▶ Exercise goal
Lay out the lines from the one containing "Expected output, for every instance of the duckling, the" through the end of the records, inclusive, as a Markdown table with columns Row and Line, omitting blank lines.

▶ Exercise input
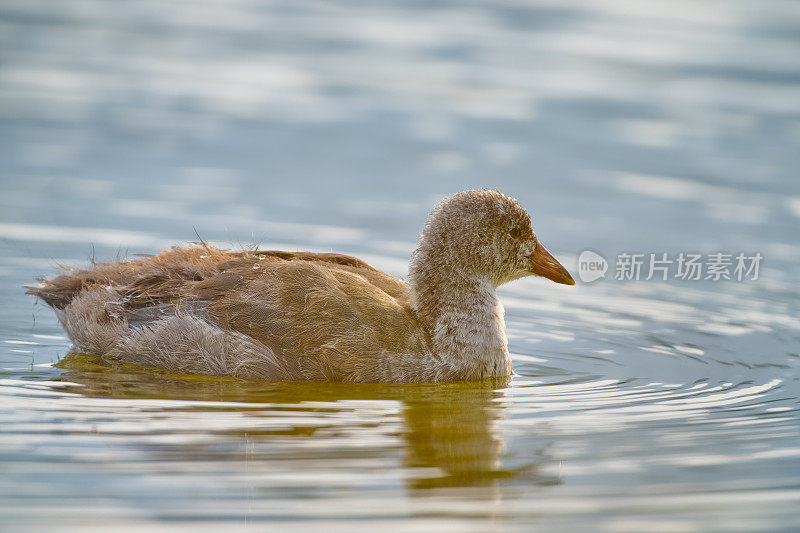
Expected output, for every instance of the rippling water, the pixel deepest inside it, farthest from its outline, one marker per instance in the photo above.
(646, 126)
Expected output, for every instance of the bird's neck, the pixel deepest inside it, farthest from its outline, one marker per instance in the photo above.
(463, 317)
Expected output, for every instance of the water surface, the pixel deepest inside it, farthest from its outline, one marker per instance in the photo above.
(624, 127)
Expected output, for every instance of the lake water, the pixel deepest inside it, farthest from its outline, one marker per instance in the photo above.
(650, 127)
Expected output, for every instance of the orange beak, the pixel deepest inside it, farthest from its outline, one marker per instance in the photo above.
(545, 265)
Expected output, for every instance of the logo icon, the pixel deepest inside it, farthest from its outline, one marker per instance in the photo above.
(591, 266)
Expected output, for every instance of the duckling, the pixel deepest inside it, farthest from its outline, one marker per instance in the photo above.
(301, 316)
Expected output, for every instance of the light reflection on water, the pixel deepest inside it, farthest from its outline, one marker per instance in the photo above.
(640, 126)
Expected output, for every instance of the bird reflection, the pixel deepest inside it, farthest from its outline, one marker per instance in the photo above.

▶ Worked answer
| Row | Line |
|---|---|
| 1 | Expected output, for every instance of the duckling, the pixel deepest inside it, farthest from its outline, one marker per instance in the photo above. |
| 2 | (301, 316) |
| 3 | Expected output, for every instance of the light reflection on water, the pixel deepest inside it, farthest from its outline, one marker per instance in the photo above. |
| 4 | (640, 126) |
| 5 | Expected output, for every instance of the bird reflection, the pixel deepest inside it, farthest from its outline, one marker per instance in the photo above. |